WHAT YOU WILL DO: Format the lines in the entries below as a Markdown table with the columns Row and Line, starting at the line that contains "Mark the railing" and running through the end of the entries. Leave out any blank lines.

[Collected data]
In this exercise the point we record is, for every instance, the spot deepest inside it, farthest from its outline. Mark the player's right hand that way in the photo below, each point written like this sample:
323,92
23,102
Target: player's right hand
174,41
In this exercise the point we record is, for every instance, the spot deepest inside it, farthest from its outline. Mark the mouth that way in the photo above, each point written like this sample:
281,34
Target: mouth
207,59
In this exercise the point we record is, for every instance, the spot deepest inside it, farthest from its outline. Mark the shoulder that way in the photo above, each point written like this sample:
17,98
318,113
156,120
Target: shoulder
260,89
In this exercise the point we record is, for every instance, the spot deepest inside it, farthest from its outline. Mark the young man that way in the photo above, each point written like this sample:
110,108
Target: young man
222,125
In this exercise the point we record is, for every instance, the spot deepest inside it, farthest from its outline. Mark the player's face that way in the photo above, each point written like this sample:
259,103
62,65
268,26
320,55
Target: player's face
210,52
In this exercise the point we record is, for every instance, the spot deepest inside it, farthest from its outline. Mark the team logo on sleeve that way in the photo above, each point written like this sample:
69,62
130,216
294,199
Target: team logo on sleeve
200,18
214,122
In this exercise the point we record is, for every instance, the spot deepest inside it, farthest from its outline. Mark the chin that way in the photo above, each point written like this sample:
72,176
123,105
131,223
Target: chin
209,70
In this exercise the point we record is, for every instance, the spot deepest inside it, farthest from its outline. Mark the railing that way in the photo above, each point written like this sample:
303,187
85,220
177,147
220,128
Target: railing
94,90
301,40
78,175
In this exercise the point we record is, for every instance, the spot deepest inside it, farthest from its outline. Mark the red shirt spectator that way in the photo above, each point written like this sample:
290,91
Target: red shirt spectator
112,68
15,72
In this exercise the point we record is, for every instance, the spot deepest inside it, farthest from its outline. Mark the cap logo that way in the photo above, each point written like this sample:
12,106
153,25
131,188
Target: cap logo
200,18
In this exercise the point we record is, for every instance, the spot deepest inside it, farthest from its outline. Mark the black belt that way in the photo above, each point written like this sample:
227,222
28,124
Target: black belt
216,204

FINISHED EXERCISE:
| Row | Line |
|---|---|
| 1 | In this exercise the point we record is, for every instance, the spot deepest inside it, farthest from its outline. Mark the railing that way in the photo above, each point written like this sample: |
| 2 | 303,187 |
| 3 | 85,220 |
| 4 | 177,147 |
| 5 | 220,128 |
| 6 | Target: railing |
| 7 | 94,90 |
| 8 | 301,40 |
| 9 | 78,175 |
| 10 | In this exercise the point we record is, for every instance, the spot deepest inside it, farthest from its outline. Mark the red shirt spectator that way in the photo above, each point written like this sample: |
| 11 | 290,91 |
| 12 | Target: red shirt spectator |
| 13 | 112,68 |
| 14 | 15,72 |
| 15 | In this exercise the point we record is, for every instance, the spot deepest inside it, farthest from its outline. Mark the cap logo that way in the photo above, each point written like this sample: |
| 16 | 12,106 |
| 17 | 153,25 |
| 18 | 131,188 |
| 19 | Target: cap logo |
| 20 | 200,18 |
| 21 | In this exercise the point we record is, for every instance, the spot deepest inside it, farthest from its outline. Mark the black belt that way in the photo above, each point written like this sample: |
| 22 | 227,222 |
| 23 | 28,124 |
| 24 | Target: black belt |
| 25 | 216,204 |